+++ PAGE TEXT
You are viewing a plain text version of this content. The canonical link for it is here.
Posted to commits@spark.apache.org by yl...@apache.org on 2016/10/22 08:59:47 UTC
spark git commit: [SPARK-17986][ML] SQLTransformer should remove
temporary tables
Repository: spark
Updated Branches:
refs/heads/master 01b26a064 -> ab3363e9f
[SPARK-17986][ML] SQLTransformer should remove temporary tables
## What changes were proposed in this pull request?
A call to the method `SQLTransformer.transform` previously would create a temporary table and never delete it. This change adds a call to `dropTempView()` that deletes this temporary table before returning the result so that the table will not remain in spark's table catalog. Because `tableName` is randomized and not exposed, there should be no expected use of this table outside of the `transform` method.
## How was this patch tested?
A single new assertion was added to the existing test of the `SQLTransformer.transform` method that all temporary tables are removed. Without the corresponding code change, this new assertion fails. I am not aware of any circumstances in which removing this temporary view would be bad for performance or correctness in other ways, but some expertise here would be helpful.
++++++
■ PROBLEM SET
1. Repeat the part of the commit message that begins at the words "A call to the" and stops after the words "this patch tested?".
2. List every distinct code name that the commit message sets off in backquotes.
+++ EXTRACTED ENTRIES
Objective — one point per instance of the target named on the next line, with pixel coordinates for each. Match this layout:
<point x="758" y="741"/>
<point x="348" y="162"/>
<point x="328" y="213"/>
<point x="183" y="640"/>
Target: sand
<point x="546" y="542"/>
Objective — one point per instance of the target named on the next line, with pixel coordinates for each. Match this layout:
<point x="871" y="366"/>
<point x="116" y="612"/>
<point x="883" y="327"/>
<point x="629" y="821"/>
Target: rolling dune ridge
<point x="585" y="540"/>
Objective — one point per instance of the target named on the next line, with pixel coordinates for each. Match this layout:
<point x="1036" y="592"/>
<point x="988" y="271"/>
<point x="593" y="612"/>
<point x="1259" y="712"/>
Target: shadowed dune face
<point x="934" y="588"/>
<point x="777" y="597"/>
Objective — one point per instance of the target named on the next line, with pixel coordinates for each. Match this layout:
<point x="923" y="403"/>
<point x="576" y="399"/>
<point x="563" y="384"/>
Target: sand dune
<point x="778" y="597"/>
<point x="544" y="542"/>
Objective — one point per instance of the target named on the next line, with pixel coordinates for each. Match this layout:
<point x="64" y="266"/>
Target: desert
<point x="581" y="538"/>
++++++
■ EXERCISE ANSWERS
1.
A call to the method `SQLTransformer.transform` previously would create a temporary table and never delete it. This change adds a call to `dropTempView()` that deletes this temporary table before returning the result so that the table will not remain in spark's table catalog. Because `tableName` is randomized and not exposed, there should be no expected use of this table outside of the `transform` method.
## How was this patch tested?

2.
- SQLTransformer.transform
- dropTempView()
- tableName
- transform